WHAT YOU ARE ASKED TO DO:
Please reproduce the following records exactly as they appear.
[Start of section]
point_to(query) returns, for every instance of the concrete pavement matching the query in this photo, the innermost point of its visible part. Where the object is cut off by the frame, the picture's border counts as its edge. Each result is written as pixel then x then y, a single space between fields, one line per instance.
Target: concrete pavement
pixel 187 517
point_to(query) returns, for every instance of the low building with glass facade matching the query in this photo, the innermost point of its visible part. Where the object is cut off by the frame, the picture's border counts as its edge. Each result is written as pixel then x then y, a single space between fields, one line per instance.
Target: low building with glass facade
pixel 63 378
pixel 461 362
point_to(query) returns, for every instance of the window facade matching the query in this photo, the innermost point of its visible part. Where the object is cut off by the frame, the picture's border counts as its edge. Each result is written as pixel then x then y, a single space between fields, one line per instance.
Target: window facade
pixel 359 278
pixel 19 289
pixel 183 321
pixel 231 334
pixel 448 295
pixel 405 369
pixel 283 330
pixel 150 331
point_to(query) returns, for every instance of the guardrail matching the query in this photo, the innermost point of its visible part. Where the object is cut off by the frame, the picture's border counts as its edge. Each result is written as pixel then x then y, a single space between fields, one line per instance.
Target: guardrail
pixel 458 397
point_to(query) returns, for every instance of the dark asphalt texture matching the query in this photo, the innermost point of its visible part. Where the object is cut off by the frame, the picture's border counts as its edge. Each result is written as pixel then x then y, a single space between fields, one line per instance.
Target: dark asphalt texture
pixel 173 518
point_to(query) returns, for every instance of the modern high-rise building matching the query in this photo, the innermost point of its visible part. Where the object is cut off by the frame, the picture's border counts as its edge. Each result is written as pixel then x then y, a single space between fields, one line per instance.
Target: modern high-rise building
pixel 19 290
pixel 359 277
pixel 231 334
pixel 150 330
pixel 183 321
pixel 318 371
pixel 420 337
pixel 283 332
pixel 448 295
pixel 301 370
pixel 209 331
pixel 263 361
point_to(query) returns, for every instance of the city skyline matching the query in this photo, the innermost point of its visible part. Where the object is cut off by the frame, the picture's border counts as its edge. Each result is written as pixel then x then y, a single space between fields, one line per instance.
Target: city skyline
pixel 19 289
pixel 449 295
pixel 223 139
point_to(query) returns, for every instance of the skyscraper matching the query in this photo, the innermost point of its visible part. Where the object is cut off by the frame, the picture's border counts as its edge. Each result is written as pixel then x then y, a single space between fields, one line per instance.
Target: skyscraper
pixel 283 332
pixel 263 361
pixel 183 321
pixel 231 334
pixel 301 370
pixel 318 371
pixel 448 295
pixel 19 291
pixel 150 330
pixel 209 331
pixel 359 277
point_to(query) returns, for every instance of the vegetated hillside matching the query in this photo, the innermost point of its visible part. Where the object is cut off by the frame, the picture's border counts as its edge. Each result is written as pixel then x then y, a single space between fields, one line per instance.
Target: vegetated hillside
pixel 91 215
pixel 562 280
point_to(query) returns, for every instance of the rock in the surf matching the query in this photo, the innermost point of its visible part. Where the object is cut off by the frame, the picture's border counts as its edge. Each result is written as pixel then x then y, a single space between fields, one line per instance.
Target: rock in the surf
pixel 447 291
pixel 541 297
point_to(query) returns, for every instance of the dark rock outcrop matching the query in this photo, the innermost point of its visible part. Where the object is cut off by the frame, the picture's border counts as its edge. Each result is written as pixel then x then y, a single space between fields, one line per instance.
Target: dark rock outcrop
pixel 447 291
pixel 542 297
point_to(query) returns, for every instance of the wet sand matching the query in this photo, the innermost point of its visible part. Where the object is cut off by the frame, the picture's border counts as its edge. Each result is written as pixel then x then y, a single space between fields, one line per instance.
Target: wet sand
[End of section]
RESPONSE TO THIS TASK:
point_to(query) returns, for every instance of the concrete pavement matching the query in this photo, the innermost point of its visible part. Where the object is cut off by the frame, the picture's border counts as its edge. Each result is written as pixel then x then y, a single space between fields, one line per instance.
Target: concrete pavement
pixel 187 517
point_to(query) returns, for every instance of the low building with glass facade matching the query in this photo, the innermost point of its visible part. Where the object is cut off by the frame, the picture's border counts as its edge. Each result is written as pixel then x then y, a single space between fields, one line per instance.
Target: low building with glass facade
pixel 63 378
pixel 461 362
point_to(query) returns, for every instance of the window facade matching the query in this photo, the innermost point of its visible part. Where the object is cut off by the frame, the picture's border counts as its edge. Each result is written as pixel then x then y, a single space between fields, one line per instance.
Target: window facade
pixel 359 278
pixel 19 289
pixel 183 321
pixel 231 334
pixel 448 295
pixel 405 369
pixel 283 330
pixel 150 331
point_to(query) returns, for every instance of the guardrail matching the query in this photo, the innermost point of its visible part. Where the object is cut off by the frame, the picture's border counts as its edge. Each result is written as pixel then x then y, a single space between fields, one line per instance.
Target: guardrail
pixel 458 397
point_to(query) returns, for every instance of the dark asphalt texture matching the query in this photo, the innermost point of its visible part. Where the object is cut off by the frame, the picture's border counts as its edge. Each result is written as pixel then x then y, a single space between fields, one line per instance.
Target: dark asphalt texture
pixel 173 518
point_to(query) returns, for every instance of the modern high-rise building matching the query in this photo, the innermost point of its visible part. Where the object is cut off by the frame, the picture's border counts as its edge. Each result is written as pixel then x then y, a single space between fields, one line per instance.
Target: modern high-rise building
pixel 19 290
pixel 359 277
pixel 231 334
pixel 150 330
pixel 183 321
pixel 318 371
pixel 420 337
pixel 283 332
pixel 448 295
pixel 301 370
pixel 209 331
pixel 263 361
point_to(query) returns, for every instance of the city skyline matching the query in this photo, the innermost point of its visible part. Where the object is cut off by the frame, the picture's border counts as its edge. Each result is written as pixel then x then y, a single space between fields, one line per instance.
Target: city skyline
pixel 19 289
pixel 449 295
pixel 223 139
point_to(query) returns, for every instance of the skyscraper matching the query in this photo, the innermost point of its visible part. Where the object is cut off by the frame, the picture's border counts as its edge. Each result is written as pixel then x then y, a single space between fields, one line per instance.
Target: skyscraper
pixel 283 332
pixel 263 361
pixel 183 321
pixel 231 334
pixel 301 370
pixel 318 371
pixel 448 295
pixel 19 291
pixel 150 330
pixel 209 331
pixel 359 277
point_to(query) returns, for every instance of the vegetated hillside matching the query in this photo, the innermost point of its visible part. Where the object is cut off by the frame, the picture's border counts as its edge. Each result is written as pixel then x then y, a single space between fields, one line per instance.
Target: vegetated hillside
pixel 91 215
pixel 562 280
point_to(query) returns, for every instance of the rock in the surf matching the query in this photo, the innermost point of its visible part. Where the object is cut off by the frame, the picture's border counts as its edge. Each result is written as pixel then x then y, a single space between fields, one line per instance.
Target: rock in the surf
pixel 447 291
pixel 541 297
point_to(query) returns, for every instance of the dark rock outcrop matching the query in this photo, the innermost point of its visible part. Where the object is cut off by the frame, the picture's border counts as its edge. Each result is written as pixel then x then y, a single space between fields, one line per instance.
Target: dark rock outcrop
pixel 447 291
pixel 542 297
point_to(query) returns, for every instance of the wet sand matching the query in this photo, the innermost point of its visible part. Where the object is cut off by the frame, the picture's border counts as its edge. Each result is written as pixel then x then y, a single space between fields, one line per instance.
Target: wet sand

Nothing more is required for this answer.